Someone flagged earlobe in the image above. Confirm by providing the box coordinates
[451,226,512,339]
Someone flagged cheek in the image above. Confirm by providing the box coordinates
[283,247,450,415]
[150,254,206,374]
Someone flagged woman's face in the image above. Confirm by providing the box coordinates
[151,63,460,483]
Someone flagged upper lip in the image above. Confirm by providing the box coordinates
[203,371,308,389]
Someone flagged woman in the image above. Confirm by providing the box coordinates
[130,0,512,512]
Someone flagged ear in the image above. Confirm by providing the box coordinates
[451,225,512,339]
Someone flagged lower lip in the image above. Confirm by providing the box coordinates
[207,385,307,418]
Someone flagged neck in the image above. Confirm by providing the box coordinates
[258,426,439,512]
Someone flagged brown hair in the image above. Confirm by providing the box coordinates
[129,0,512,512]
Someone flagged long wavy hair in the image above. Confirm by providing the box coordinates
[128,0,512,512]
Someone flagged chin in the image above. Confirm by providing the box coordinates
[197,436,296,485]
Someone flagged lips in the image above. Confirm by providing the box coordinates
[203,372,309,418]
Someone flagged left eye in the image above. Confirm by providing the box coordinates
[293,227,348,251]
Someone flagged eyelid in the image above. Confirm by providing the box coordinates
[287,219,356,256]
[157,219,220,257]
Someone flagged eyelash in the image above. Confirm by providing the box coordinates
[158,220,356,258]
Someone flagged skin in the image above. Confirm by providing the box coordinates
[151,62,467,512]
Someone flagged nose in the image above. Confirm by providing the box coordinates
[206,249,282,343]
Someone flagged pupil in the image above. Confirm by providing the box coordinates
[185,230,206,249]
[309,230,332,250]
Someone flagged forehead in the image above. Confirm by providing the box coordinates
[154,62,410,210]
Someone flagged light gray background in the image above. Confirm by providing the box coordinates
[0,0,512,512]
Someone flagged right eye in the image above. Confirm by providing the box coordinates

Written task
Number each line of the listing above in order, leaving out any blank lines.

Exercise result
1. Someone flagged earlobe in the image above. Confirm by providing the box coordinates
2. [451,226,512,339]
3. Someone flagged cheek in the image above. Confirm by providing the box coordinates
4. [283,247,450,415]
5. [150,254,206,374]
6. Someone flagged woman's face in the image above. Confirm by providing the box coordinates
7. [151,63,460,483]
8. Someone flagged upper lip in the image above. Confirm by providing the box coordinates
9. [203,371,308,389]
10. Someone flagged woman in the image above. Confirm by providing the box coordinates
11. [130,0,512,512]
12. Someone flagged ear in the image above. Confirm by providing the box coordinates
13. [451,225,512,339]
14. Someone flagged lower lip in the image above. Confirm by providing the box coordinates
15. [207,385,307,418]
16. Someone flagged neck in the image above. Confirm by providing the box coordinates
17. [258,426,439,512]
18. Someone flagged brown hair in the image above. Confirm by providing the box coordinates
19. [129,0,512,512]
20. Someone flagged long wavy hair in the image above. Confirm by providing the box coordinates
21. [128,0,512,512]
22. Someone flagged chin in the image above. Confirm by providing the box coordinates
23. [197,436,296,485]
24. Someone flagged lips in the image above. Confirm by providing the box coordinates
25. [203,372,309,418]
26. Someone flagged left eye in the image above. Confirm by providing the box coordinates
27. [293,227,348,251]
28. Someone flagged eyelid in the image above. Confirm by providing the box coordinates
29. [287,219,356,256]
30. [157,219,220,257]
31. Someone flagged eyelash in the image above. Confirm by providing the box coordinates
32. [158,220,356,258]
33. Someone flagged skin in the image above. Confirm by providing the box coordinates
34. [151,62,467,512]
35. Someone flagged nose in the image above. Confirm by providing the box coordinates
36. [206,249,282,343]
37. Someone flagged pupil in the image above. Confirm by providing the box coordinates
38. [185,230,206,249]
39. [309,230,332,250]
40. Someone flagged forehead in the image above. Confirm by providing the box coordinates
41. [154,62,410,210]
42. Someone flagged light gray background in the image above. Confirm by providing the box coordinates
43. [0,0,512,512]
44. Someone flagged right eye in the image above. Confirm by providing the box coordinates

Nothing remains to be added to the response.